DATASET RECORDS below:

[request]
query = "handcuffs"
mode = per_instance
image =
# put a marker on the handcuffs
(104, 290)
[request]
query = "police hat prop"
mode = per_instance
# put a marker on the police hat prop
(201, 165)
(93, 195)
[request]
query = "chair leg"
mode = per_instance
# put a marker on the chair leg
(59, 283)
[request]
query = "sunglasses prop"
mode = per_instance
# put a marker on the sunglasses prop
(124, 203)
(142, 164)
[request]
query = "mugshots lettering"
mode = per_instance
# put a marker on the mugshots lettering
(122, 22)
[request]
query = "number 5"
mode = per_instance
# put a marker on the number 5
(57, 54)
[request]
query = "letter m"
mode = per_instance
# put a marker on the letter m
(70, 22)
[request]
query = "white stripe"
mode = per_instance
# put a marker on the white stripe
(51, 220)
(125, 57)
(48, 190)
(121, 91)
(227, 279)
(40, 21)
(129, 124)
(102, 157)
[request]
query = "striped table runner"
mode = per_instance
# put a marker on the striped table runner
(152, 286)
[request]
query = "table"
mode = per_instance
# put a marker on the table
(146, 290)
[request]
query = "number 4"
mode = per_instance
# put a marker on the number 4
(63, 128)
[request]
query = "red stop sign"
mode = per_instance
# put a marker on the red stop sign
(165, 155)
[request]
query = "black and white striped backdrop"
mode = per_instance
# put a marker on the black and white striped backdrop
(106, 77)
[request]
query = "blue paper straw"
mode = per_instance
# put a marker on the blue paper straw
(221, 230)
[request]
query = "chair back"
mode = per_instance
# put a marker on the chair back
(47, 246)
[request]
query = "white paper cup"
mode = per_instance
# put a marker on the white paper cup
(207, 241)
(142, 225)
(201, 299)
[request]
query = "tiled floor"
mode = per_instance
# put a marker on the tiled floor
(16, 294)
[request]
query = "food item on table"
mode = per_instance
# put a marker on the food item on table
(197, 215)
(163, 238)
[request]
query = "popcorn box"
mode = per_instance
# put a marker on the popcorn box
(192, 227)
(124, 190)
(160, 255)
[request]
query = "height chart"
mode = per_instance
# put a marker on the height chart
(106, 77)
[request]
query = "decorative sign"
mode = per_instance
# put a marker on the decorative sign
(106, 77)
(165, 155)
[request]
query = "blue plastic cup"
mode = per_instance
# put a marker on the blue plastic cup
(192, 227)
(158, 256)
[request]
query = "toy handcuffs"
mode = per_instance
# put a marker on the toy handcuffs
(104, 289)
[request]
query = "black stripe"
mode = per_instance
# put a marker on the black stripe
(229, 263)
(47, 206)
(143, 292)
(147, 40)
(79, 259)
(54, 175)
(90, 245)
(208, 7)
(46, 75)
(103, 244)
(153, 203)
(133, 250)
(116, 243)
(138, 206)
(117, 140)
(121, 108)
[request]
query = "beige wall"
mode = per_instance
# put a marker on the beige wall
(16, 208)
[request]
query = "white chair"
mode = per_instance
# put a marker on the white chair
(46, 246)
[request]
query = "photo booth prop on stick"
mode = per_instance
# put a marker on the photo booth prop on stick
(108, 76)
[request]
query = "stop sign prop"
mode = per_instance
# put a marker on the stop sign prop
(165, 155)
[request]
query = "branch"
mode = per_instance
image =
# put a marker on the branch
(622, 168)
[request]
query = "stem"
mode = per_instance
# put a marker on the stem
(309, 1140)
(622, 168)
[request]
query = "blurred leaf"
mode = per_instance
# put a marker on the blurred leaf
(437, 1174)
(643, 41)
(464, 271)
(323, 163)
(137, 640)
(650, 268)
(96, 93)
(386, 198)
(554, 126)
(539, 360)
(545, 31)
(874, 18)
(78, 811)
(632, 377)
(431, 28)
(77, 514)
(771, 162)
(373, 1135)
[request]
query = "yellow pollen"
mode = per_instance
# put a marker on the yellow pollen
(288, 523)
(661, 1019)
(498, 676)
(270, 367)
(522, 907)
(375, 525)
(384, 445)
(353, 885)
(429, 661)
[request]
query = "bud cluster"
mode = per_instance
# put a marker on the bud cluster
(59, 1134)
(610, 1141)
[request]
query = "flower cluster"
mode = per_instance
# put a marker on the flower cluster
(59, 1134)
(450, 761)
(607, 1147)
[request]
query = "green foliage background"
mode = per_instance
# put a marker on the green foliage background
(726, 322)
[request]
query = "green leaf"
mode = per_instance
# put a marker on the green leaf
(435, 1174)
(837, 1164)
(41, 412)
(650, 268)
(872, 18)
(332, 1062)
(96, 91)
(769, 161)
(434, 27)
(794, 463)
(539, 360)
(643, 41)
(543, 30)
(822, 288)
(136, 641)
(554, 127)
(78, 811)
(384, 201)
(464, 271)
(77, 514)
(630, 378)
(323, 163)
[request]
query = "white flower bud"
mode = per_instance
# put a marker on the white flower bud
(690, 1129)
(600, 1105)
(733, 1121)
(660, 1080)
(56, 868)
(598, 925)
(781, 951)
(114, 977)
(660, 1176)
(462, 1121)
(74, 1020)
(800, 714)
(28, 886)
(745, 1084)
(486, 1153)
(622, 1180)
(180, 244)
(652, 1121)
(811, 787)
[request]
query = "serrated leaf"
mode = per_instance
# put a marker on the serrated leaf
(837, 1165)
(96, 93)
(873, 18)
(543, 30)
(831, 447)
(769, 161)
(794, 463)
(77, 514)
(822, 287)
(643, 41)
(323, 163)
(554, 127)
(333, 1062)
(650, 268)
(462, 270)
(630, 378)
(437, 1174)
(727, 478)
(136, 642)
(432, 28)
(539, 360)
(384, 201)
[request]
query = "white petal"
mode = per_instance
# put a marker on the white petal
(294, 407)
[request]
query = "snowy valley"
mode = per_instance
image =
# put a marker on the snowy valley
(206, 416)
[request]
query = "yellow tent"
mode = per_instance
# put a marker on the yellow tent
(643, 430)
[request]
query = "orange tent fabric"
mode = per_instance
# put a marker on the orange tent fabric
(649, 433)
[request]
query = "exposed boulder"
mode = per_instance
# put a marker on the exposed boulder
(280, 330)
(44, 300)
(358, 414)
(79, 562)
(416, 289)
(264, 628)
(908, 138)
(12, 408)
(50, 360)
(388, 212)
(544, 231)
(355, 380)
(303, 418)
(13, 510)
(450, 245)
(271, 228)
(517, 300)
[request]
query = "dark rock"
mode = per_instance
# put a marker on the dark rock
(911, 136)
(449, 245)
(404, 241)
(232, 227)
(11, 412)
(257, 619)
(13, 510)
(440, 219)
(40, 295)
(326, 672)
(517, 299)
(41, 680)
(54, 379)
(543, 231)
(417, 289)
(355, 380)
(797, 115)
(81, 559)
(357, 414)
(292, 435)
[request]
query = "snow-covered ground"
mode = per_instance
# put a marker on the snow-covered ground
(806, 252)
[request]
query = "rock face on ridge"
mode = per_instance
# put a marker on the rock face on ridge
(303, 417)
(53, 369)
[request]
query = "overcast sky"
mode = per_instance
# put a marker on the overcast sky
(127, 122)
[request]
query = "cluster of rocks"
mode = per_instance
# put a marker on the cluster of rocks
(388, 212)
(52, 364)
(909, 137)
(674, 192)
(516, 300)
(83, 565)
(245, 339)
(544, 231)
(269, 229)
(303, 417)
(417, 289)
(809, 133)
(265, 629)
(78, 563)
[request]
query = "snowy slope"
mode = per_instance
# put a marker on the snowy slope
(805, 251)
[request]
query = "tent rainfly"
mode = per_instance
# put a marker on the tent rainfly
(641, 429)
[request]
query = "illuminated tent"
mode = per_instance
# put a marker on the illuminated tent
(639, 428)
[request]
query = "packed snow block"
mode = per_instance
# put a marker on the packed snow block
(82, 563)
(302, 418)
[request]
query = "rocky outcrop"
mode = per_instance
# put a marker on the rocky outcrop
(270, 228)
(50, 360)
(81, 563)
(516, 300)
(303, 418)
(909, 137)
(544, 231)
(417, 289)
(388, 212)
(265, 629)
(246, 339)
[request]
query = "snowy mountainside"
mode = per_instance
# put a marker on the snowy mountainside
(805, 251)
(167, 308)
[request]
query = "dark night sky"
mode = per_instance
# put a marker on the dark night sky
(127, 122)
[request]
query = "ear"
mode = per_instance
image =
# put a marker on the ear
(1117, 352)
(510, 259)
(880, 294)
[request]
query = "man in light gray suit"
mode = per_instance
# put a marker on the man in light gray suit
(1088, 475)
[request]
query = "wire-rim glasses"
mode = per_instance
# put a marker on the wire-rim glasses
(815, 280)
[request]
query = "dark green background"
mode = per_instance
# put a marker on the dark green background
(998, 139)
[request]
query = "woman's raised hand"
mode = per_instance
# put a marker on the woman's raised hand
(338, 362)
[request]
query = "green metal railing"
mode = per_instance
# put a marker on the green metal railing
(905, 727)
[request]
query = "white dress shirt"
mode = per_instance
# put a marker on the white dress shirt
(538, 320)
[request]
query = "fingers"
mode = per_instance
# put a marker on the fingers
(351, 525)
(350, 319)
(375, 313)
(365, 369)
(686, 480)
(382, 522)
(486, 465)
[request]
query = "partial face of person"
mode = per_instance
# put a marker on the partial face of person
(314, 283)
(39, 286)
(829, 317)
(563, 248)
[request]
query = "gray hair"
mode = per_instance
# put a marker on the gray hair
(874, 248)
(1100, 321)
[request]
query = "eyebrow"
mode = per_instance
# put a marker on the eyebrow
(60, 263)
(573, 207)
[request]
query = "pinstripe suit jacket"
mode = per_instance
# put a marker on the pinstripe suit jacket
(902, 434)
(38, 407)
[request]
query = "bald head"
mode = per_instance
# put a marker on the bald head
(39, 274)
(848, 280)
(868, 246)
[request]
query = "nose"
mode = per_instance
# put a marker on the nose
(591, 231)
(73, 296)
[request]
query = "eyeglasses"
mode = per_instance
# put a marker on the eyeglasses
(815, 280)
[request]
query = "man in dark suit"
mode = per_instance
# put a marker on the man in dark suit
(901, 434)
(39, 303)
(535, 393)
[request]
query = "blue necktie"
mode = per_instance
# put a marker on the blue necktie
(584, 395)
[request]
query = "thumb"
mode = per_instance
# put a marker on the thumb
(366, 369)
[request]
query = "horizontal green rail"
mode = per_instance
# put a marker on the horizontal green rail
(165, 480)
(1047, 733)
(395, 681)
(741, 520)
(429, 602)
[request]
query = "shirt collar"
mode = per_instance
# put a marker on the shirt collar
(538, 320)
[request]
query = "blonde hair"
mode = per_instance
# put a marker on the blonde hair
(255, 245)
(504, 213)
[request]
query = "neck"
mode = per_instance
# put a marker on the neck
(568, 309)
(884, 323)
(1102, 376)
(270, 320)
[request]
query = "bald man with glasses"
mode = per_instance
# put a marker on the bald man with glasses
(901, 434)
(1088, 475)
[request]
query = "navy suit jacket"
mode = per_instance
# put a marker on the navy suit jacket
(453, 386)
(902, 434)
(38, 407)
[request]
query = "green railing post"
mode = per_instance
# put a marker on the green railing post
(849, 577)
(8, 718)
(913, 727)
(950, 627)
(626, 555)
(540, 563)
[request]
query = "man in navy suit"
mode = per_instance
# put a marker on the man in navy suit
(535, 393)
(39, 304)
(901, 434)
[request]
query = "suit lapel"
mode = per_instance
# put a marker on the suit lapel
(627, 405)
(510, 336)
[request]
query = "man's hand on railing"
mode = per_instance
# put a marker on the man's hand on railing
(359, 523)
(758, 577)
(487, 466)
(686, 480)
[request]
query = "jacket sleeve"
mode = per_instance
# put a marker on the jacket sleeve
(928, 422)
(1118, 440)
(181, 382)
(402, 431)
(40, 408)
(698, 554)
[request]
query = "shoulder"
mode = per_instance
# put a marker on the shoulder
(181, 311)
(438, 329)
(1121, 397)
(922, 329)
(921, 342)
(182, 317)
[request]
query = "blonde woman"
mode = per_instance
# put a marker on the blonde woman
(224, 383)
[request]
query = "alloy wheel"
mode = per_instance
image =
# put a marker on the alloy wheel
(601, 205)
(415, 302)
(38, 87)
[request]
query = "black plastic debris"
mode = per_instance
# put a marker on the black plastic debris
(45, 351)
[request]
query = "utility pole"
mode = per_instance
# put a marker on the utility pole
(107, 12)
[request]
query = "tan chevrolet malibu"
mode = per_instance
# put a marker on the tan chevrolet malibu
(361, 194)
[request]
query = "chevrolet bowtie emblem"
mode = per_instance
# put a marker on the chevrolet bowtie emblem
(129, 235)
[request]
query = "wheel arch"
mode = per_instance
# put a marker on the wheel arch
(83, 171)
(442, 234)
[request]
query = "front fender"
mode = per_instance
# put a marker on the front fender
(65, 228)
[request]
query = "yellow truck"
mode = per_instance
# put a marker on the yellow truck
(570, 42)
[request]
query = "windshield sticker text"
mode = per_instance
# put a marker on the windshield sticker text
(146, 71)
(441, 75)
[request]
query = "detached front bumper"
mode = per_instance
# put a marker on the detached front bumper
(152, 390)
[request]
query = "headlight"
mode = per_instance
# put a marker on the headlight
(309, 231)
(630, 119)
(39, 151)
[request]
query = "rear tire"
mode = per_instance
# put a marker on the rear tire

End of DATASET RECORDS.

AIM OF THE EXERCISE.
Only the number is wanted: how many lines in the entries above include the word "rear"?

ANSWER SECTION.
2